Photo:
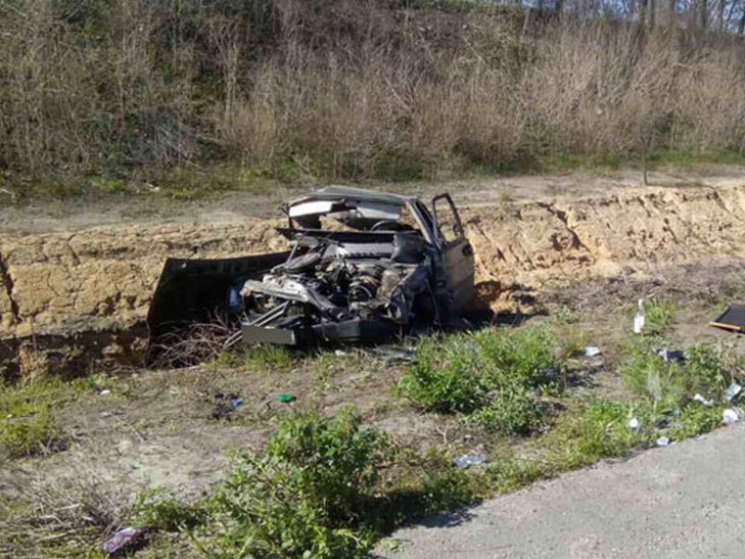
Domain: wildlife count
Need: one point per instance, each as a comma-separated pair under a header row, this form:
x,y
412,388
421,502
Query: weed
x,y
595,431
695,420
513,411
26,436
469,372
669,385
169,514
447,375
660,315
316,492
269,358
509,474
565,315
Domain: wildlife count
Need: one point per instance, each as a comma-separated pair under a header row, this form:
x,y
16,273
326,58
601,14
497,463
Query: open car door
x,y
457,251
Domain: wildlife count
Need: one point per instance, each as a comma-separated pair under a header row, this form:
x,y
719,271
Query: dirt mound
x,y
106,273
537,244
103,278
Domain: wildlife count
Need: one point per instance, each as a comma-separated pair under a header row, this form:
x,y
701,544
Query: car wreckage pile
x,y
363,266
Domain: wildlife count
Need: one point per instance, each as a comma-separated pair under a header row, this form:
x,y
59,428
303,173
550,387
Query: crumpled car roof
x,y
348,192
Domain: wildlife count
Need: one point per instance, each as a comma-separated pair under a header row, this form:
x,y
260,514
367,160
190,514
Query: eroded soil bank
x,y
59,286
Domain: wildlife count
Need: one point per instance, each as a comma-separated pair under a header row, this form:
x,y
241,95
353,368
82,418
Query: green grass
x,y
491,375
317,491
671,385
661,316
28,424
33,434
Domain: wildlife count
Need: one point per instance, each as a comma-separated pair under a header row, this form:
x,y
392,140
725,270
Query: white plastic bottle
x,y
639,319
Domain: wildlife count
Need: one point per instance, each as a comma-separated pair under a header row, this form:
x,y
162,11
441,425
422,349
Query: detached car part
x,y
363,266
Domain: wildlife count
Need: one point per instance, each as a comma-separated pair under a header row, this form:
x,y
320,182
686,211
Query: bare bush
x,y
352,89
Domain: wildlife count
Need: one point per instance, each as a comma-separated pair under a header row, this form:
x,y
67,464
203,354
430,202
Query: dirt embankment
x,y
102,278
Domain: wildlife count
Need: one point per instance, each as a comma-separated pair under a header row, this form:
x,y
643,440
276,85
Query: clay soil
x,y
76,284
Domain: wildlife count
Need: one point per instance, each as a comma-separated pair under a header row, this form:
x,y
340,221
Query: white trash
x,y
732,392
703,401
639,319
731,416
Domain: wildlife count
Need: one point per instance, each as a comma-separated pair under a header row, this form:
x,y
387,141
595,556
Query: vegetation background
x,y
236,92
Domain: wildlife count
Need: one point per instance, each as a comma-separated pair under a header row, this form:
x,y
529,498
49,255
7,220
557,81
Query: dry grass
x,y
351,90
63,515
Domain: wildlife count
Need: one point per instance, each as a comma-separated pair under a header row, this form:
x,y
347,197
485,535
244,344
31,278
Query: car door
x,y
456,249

==

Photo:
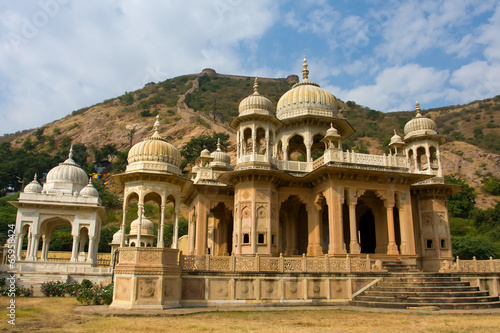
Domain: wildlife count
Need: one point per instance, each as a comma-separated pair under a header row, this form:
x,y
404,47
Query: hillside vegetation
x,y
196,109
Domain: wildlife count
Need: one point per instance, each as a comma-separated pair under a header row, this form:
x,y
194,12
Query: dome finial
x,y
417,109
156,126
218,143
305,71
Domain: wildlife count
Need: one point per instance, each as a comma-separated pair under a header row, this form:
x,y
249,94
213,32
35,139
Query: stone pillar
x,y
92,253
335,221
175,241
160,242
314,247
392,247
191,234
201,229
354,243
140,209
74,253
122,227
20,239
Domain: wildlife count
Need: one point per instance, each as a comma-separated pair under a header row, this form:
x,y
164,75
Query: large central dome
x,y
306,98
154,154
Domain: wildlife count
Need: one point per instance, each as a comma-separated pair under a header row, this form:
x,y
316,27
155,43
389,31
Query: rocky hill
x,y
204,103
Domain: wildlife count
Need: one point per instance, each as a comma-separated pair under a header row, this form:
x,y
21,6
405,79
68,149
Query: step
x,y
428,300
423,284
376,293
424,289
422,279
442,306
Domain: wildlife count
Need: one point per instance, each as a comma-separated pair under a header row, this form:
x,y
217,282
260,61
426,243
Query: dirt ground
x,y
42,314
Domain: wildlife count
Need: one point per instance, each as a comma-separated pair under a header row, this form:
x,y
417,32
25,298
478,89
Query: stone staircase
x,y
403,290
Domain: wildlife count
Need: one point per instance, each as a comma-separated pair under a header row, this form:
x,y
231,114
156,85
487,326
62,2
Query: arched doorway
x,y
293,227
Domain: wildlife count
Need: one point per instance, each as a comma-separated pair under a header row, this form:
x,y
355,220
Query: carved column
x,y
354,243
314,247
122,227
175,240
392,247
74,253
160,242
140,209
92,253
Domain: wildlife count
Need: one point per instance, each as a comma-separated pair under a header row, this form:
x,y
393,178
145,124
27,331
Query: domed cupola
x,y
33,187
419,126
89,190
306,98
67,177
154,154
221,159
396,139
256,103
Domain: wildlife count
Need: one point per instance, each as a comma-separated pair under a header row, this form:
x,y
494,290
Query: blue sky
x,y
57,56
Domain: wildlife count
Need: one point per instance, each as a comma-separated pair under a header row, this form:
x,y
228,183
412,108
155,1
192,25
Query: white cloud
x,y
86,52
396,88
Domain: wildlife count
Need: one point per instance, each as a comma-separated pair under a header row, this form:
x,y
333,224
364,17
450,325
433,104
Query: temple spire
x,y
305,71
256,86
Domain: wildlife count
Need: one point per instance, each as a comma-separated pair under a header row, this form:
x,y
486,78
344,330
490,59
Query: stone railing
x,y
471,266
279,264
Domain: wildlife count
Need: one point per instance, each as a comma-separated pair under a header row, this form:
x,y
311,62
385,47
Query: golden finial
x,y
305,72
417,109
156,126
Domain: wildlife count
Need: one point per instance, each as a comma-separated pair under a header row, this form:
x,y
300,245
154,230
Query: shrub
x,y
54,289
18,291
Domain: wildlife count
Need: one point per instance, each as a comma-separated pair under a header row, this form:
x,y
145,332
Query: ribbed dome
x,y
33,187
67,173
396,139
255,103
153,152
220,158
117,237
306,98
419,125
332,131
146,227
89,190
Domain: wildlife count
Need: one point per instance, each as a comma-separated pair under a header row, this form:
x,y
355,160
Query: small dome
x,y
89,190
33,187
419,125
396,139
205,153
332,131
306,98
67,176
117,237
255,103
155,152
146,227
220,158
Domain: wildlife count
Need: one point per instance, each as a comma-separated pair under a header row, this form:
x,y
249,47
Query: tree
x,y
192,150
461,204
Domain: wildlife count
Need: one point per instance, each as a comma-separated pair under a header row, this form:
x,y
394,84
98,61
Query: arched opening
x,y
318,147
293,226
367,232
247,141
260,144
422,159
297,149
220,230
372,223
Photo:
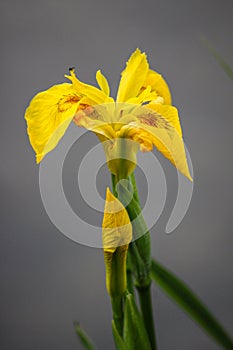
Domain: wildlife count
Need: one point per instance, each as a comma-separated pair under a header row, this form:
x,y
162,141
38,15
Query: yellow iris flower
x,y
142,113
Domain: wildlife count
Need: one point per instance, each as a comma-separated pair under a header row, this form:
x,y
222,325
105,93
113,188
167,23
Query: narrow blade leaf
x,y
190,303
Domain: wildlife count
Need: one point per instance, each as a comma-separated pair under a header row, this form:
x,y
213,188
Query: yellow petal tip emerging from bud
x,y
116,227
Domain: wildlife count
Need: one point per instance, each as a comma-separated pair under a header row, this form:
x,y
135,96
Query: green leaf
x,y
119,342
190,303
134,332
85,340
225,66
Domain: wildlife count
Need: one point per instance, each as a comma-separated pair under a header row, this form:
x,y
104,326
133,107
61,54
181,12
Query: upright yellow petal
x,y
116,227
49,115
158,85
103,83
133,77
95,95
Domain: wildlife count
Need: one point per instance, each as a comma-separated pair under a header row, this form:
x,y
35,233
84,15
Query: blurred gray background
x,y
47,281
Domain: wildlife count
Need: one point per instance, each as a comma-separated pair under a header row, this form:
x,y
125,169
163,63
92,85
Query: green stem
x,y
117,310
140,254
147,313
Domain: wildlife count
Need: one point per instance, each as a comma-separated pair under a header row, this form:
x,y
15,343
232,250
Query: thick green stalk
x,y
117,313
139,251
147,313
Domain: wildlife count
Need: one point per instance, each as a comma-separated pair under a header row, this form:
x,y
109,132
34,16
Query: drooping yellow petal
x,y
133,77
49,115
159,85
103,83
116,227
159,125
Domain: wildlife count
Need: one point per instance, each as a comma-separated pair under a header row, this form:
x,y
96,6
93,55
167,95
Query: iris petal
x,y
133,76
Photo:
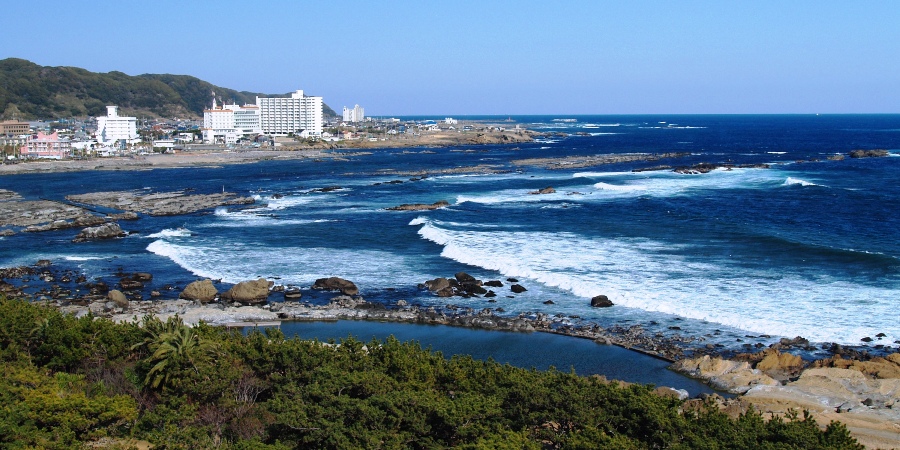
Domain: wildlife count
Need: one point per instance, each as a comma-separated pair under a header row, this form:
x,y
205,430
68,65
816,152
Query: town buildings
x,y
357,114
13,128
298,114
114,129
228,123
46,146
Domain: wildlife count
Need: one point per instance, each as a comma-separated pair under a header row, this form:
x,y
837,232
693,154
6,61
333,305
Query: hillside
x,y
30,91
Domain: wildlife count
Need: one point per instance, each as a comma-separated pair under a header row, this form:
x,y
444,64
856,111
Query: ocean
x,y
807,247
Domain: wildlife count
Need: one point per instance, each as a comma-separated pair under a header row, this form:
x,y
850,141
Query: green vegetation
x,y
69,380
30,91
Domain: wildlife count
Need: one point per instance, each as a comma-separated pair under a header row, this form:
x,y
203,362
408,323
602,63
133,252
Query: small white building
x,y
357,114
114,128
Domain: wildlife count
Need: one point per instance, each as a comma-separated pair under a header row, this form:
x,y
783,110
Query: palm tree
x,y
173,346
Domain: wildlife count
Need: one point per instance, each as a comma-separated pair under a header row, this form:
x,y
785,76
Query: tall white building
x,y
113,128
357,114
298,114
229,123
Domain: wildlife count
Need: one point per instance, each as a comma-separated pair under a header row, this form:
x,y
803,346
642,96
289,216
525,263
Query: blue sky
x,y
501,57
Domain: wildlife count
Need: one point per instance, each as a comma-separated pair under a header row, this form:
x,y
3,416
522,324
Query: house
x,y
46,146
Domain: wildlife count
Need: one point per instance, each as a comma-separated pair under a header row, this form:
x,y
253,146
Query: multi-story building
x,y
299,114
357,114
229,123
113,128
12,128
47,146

Exercise objective
Count the lines in the items above that contain the string "petal". Reply with the number alone.

Solution to the exercise
4